[Dataset excerpts on object pointing]
(begin)
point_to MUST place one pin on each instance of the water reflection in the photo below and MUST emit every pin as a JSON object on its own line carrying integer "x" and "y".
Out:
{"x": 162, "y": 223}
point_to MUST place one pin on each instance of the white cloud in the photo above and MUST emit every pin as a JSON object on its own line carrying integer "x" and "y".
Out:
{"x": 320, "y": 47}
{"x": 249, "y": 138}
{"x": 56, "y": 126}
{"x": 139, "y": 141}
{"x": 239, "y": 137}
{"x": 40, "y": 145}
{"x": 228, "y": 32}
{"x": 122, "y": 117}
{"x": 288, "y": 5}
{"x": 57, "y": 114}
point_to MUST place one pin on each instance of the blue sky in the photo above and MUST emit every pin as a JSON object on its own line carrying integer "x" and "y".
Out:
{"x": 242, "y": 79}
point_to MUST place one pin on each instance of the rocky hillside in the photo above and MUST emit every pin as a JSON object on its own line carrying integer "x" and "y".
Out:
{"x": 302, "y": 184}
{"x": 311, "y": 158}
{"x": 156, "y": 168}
(end)
# Stated problem:
Please reproduce all of the entries exactly as they stand.

# Response for this exercise:
point_to MUST place one pin on each instance of the water reflection in the photo below and MUST emit every pin as a JSON object on its own line carrying integer "x" and "y".
Out:
{"x": 162, "y": 223}
point_to MUST place one pin on each instance of the white cloud in the photo above and MUST emit every pin as a JSON object on its own line carrying integer "x" and "y".
Out:
{"x": 320, "y": 47}
{"x": 249, "y": 138}
{"x": 56, "y": 126}
{"x": 139, "y": 141}
{"x": 239, "y": 137}
{"x": 40, "y": 145}
{"x": 228, "y": 32}
{"x": 122, "y": 117}
{"x": 288, "y": 5}
{"x": 57, "y": 114}
point_to MUST place one pin on each instance of the blue sky in the photo above and MUST emit every pin as a JSON object on its own line carrying integer "x" and "y".
Out:
{"x": 242, "y": 79}
point_to MUST place one pin on each instance of the rocky hillside in the photo above and MUST emit every pin as a JSON object on its own line carrying integer "x" and "y".
Out:
{"x": 302, "y": 184}
{"x": 311, "y": 158}
{"x": 156, "y": 168}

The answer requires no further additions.